- [GOAL]:
Write out the data below exactly as given, without any of its pictures.
◇ ◇ ◇
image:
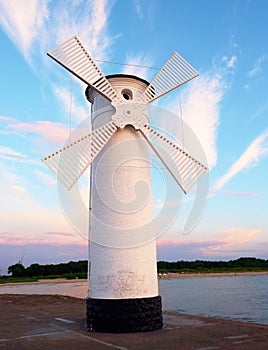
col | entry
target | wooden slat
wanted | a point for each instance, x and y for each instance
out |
(185, 169)
(175, 72)
(70, 162)
(74, 57)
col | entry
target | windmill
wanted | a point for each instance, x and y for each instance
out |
(123, 284)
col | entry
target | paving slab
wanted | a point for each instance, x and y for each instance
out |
(58, 322)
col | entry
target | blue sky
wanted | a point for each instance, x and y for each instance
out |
(226, 107)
◇ ◇ ◇
- [TASK RESPONSE]:
image:
col | entry
target | wooden slat
wanted | a point for each instance, x and y for each instance
out |
(185, 169)
(175, 72)
(70, 162)
(74, 57)
col | entry
target | windmill
wanted | a point for each instance, x and y for each instance
out |
(123, 284)
col | entry
target | paving slab
wanted | a point for each instance, x and y for each instance
out |
(58, 322)
col | entry
target | blue sky
wanted | a point for each instance, x and y for each instance
out |
(226, 107)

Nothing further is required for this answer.